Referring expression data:
++++++++++

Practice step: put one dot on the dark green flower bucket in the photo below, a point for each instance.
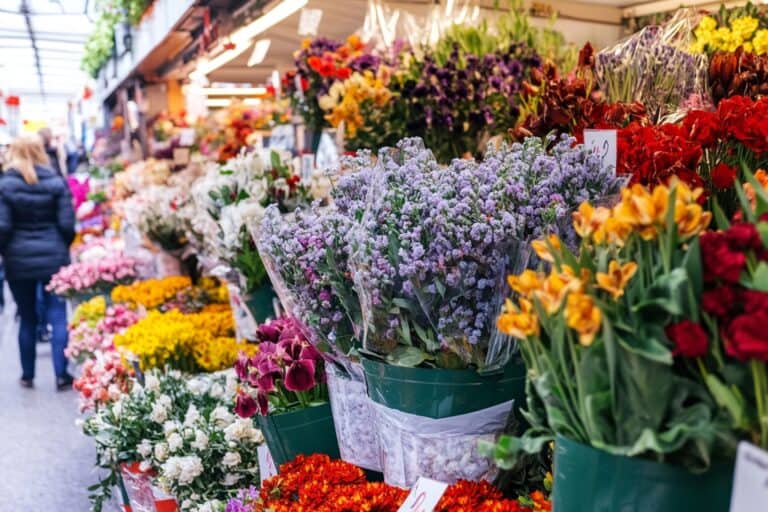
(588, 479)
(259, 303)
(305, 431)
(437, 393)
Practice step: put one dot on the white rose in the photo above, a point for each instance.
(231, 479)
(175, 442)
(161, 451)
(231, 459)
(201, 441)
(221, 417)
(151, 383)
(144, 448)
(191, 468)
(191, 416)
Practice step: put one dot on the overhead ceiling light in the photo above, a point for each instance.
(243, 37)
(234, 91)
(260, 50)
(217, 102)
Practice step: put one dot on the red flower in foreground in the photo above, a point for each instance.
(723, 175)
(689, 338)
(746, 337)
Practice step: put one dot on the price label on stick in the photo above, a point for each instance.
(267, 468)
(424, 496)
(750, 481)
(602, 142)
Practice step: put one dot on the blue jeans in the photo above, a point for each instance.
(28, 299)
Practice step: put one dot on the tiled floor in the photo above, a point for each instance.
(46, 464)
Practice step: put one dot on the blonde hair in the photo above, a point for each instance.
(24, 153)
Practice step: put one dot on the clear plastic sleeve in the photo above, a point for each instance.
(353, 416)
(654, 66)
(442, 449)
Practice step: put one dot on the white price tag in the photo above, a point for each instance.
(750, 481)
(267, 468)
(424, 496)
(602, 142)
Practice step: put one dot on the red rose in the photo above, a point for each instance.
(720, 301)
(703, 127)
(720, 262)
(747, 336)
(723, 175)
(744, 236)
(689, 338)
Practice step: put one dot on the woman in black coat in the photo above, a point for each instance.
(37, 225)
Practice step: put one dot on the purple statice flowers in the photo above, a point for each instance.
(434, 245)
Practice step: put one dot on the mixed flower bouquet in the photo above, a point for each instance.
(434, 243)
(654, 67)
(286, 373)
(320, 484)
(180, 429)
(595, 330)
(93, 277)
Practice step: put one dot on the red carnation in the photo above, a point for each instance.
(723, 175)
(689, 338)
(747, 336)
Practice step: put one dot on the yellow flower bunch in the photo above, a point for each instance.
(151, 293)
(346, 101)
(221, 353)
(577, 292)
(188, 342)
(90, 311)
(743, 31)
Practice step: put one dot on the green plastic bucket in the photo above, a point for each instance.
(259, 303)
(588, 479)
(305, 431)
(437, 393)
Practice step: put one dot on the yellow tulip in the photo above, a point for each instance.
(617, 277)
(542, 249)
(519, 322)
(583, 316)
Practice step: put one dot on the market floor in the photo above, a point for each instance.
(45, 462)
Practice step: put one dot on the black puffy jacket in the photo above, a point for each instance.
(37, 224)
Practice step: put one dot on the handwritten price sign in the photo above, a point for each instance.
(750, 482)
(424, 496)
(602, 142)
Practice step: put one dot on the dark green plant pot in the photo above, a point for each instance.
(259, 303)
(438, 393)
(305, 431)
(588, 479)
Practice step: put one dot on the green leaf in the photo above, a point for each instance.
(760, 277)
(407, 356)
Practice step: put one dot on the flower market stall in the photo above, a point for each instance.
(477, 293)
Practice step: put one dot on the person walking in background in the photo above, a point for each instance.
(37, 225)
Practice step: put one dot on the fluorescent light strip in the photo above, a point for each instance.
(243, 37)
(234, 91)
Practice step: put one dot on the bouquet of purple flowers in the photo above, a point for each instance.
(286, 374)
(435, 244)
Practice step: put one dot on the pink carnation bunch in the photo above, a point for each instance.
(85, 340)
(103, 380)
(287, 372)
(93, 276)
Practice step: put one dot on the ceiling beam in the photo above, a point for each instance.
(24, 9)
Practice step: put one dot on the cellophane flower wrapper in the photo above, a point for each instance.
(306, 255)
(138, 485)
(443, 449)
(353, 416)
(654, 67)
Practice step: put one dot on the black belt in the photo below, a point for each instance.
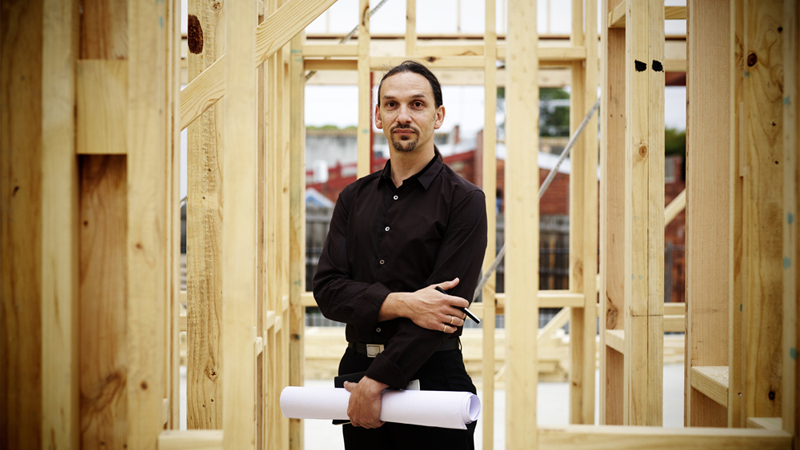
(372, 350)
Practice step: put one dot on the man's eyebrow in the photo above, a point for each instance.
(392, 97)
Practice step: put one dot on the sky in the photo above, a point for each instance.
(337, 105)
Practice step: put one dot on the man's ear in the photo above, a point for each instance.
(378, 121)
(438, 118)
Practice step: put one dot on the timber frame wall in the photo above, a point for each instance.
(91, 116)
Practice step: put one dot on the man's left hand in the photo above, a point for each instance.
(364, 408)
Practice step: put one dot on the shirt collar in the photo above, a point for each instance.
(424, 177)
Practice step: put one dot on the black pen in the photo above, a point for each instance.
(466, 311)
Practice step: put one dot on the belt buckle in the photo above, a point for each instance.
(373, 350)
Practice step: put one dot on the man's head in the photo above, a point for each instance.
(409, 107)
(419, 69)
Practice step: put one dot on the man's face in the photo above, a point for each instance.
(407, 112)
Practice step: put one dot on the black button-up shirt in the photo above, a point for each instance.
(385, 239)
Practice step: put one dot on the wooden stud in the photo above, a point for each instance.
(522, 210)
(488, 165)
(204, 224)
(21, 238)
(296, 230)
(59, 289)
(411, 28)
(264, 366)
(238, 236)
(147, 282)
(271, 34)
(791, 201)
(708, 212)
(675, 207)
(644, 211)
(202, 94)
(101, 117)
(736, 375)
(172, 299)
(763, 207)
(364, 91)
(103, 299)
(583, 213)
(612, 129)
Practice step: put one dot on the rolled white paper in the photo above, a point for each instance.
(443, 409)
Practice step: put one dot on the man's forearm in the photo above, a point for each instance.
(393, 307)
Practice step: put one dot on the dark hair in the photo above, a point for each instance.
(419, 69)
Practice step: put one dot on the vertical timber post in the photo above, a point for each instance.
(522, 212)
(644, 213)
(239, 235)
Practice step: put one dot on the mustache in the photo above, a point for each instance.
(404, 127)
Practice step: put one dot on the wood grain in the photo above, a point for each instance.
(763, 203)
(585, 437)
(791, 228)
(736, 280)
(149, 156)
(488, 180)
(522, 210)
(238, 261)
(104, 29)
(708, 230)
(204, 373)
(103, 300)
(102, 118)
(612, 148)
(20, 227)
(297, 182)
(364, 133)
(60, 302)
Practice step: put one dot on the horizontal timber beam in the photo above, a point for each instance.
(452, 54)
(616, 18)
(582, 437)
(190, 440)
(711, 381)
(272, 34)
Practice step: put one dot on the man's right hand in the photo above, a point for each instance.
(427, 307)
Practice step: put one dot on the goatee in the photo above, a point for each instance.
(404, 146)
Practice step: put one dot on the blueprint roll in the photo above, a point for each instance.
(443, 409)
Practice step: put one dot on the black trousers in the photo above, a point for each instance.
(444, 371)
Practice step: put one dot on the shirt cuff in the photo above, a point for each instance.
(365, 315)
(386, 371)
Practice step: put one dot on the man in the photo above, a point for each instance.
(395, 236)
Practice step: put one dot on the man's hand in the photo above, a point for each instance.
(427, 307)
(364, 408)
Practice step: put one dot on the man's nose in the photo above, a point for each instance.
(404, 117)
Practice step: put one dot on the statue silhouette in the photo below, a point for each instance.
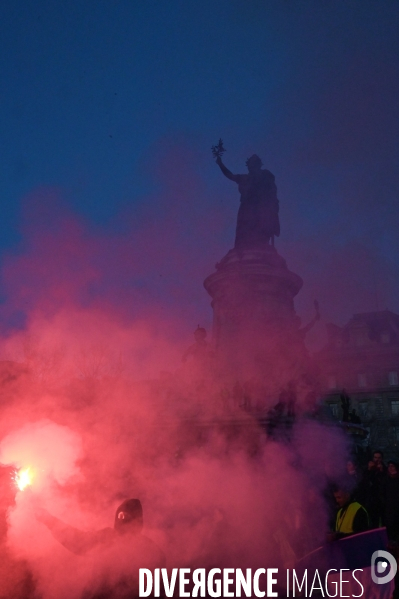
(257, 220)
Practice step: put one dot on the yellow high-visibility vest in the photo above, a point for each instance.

++++++++++

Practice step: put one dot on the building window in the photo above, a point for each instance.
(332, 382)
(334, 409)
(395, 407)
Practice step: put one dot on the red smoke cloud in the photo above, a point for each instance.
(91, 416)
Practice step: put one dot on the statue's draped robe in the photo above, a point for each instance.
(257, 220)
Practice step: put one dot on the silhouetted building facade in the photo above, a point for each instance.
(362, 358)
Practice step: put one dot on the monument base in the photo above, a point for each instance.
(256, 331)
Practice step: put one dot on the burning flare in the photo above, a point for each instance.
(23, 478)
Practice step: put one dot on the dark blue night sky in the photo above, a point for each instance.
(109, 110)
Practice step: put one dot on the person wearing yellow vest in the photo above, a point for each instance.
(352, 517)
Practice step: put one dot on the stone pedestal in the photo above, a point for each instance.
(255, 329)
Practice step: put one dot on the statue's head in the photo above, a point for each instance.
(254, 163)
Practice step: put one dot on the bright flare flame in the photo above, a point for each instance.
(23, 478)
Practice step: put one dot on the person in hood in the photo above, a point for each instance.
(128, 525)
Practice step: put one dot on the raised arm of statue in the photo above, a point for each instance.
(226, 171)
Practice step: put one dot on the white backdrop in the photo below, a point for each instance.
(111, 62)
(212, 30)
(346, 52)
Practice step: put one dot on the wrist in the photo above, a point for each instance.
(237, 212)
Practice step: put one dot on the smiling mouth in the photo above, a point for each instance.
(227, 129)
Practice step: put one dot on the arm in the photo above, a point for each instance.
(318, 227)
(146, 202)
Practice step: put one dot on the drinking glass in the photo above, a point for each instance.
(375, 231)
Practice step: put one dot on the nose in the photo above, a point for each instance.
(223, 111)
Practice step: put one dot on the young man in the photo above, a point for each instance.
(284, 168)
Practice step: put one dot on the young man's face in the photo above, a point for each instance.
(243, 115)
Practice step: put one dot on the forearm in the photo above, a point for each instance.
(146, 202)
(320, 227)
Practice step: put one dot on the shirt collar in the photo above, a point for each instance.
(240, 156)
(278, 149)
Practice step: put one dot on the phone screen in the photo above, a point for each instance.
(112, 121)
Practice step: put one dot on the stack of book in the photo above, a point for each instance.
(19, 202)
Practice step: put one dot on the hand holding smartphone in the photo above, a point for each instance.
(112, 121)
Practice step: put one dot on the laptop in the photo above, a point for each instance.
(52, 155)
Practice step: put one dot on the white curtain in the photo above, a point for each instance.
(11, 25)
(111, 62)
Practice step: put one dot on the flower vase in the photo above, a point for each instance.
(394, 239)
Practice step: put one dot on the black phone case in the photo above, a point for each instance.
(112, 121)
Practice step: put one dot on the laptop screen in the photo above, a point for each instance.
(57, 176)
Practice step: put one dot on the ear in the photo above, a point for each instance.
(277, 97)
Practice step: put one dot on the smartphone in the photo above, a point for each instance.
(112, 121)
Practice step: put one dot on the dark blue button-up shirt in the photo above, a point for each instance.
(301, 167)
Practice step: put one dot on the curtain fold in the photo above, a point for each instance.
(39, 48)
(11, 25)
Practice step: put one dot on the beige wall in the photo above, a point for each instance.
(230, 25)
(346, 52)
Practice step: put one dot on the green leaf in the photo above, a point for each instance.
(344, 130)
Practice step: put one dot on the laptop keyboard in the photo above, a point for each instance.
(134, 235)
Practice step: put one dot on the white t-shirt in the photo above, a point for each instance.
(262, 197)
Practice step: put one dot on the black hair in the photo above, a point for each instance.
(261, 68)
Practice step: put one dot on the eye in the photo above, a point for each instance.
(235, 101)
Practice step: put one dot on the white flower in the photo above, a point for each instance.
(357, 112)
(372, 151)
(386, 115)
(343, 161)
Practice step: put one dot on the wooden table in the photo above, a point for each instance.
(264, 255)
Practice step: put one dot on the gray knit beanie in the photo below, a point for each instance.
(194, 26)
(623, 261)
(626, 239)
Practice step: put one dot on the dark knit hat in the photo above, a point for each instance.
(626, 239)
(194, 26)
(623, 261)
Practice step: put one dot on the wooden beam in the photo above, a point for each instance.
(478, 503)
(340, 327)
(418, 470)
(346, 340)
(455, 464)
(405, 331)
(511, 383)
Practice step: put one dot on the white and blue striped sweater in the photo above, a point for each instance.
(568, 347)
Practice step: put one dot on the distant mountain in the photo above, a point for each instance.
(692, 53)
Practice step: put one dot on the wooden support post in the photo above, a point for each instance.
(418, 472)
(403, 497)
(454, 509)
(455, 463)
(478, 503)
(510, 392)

++++++++++

Set down, exactly as written above, each line from the one with "Practice step: put one dot on the man in" through the one with "Practice step: put one dot on the yellow high-visibility", and skip the pictures.

Practice step: put one dot on the man in the photo above, a point for each instance.
(395, 236)
Practice step: put one dot on the man's hand in the photo above, a point for each instance.
(427, 307)
(364, 408)
Practice step: put one dot on the man's nose in the photo above, a point for each instance.
(404, 117)
Practice step: put one dot on the statue silhouette in the photo below, a point for each instance.
(257, 220)
Practice step: put one dot on the yellow high-visibility vest in the photo above, a point for each instance.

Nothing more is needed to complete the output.